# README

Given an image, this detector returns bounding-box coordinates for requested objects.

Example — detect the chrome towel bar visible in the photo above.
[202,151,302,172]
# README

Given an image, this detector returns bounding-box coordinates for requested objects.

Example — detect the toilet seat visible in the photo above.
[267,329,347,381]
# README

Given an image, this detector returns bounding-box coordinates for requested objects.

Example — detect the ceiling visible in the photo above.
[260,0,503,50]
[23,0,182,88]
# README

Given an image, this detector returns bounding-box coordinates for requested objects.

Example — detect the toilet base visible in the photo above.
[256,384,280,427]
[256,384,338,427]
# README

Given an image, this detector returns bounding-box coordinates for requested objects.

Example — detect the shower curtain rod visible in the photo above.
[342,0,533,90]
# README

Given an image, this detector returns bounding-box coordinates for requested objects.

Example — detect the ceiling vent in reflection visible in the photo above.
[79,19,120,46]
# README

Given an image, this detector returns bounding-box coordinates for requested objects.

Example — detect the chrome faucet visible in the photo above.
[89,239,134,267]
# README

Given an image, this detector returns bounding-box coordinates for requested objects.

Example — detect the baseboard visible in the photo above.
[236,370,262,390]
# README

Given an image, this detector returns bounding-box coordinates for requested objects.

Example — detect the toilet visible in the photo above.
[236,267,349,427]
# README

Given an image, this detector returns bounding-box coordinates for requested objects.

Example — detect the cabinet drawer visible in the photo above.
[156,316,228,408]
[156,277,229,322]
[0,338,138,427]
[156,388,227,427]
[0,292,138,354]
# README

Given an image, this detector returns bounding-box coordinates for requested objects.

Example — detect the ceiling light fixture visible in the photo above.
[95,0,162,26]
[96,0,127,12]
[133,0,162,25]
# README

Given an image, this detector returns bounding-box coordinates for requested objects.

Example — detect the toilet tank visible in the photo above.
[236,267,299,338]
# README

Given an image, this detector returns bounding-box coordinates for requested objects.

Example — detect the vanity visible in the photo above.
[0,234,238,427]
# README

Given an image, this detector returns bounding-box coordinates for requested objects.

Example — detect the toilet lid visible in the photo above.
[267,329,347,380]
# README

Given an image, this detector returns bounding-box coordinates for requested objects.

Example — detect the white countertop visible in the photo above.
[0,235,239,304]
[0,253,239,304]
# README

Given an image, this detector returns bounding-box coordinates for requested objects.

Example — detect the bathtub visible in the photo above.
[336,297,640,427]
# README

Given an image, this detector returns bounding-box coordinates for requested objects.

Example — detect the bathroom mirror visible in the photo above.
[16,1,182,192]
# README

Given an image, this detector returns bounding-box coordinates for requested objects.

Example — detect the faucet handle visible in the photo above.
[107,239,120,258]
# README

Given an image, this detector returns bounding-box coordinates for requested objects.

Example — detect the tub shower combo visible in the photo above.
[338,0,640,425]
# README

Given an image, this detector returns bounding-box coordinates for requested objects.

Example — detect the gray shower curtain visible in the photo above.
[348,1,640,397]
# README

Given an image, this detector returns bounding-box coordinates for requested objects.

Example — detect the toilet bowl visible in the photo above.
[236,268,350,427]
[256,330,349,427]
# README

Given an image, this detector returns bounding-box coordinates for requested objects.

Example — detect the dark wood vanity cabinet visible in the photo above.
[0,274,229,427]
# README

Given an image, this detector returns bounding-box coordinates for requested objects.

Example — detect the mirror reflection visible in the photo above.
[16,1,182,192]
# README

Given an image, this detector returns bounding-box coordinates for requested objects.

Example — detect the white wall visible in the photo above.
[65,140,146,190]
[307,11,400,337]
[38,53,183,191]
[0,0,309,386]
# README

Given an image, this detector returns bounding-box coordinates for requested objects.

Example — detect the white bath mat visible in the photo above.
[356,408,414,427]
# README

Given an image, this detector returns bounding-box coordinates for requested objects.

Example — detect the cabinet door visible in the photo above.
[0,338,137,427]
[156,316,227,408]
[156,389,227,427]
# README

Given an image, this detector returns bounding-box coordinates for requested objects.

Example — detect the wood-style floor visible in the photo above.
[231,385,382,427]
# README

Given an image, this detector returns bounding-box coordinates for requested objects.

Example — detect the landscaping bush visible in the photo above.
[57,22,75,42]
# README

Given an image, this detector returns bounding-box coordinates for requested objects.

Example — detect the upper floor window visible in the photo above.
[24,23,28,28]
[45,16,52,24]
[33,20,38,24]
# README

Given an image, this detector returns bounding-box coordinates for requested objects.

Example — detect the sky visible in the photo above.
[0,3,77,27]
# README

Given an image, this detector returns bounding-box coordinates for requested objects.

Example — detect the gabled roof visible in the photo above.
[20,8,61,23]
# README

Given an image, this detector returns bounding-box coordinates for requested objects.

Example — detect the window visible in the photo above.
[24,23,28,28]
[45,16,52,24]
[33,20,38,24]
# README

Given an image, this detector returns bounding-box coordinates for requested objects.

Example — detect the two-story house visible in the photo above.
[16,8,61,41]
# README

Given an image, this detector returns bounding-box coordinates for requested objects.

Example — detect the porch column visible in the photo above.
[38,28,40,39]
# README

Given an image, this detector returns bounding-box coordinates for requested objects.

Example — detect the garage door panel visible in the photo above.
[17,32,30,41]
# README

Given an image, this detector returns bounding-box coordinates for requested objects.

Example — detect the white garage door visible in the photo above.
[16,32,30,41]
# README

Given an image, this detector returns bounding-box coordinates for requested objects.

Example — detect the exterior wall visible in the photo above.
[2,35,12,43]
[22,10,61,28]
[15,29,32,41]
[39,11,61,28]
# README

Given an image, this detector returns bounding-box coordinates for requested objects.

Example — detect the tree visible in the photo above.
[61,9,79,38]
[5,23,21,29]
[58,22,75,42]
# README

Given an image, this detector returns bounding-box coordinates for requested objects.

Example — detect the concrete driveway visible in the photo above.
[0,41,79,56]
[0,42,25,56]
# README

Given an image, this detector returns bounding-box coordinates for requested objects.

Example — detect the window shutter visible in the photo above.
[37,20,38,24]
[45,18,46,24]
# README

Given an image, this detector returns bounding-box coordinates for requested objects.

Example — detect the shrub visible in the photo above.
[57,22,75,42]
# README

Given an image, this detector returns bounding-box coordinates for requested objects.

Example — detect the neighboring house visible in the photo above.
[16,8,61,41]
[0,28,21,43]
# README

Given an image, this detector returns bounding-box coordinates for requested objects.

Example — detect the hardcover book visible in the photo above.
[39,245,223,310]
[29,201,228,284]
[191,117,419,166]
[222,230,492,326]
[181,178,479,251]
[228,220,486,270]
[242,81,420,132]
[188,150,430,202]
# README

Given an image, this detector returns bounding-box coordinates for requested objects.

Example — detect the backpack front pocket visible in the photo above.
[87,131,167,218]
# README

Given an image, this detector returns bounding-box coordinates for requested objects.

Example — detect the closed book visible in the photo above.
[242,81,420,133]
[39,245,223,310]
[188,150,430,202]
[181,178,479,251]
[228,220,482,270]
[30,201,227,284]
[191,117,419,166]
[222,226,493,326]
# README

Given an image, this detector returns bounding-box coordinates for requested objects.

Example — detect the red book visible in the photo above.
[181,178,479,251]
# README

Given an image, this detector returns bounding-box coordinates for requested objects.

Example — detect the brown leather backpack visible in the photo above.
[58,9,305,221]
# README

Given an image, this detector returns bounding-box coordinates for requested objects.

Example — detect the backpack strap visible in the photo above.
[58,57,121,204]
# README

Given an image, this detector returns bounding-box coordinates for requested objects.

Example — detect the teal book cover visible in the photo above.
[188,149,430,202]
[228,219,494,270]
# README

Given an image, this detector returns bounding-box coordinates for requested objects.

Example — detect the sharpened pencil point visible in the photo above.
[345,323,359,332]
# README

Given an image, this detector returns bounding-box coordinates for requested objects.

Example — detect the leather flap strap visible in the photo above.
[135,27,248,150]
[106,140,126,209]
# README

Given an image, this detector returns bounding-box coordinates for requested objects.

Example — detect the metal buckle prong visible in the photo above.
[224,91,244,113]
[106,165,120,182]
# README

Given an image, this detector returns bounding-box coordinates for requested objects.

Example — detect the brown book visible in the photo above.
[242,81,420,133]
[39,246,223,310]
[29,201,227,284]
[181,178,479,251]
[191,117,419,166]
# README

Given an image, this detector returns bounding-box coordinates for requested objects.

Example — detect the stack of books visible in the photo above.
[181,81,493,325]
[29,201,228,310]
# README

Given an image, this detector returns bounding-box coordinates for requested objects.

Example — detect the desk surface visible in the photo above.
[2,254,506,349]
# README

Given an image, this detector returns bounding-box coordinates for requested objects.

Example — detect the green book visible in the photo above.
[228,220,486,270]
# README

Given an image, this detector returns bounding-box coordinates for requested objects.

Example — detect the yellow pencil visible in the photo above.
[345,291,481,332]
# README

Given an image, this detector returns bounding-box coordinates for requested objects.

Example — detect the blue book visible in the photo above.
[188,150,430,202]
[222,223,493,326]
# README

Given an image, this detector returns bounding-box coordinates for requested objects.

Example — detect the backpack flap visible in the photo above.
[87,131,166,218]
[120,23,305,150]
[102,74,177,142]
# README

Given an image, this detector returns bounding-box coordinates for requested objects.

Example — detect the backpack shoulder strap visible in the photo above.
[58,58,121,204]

Request:
Please recast everything from the start of the items down to and including the line that contains "[202,151,302,172]" as a Markdown table with the columns Row and Line, leaving out blank lines.

Result of the task:
| Row | Line |
|---|---|
| 1 | # README |
| 2 | Given an image, this detector returns bounding-box coordinates for requested objects. |
| 3 | Example — detect the chrome towel bar visible in the photo above. |
| 4 | [202,151,302,172] |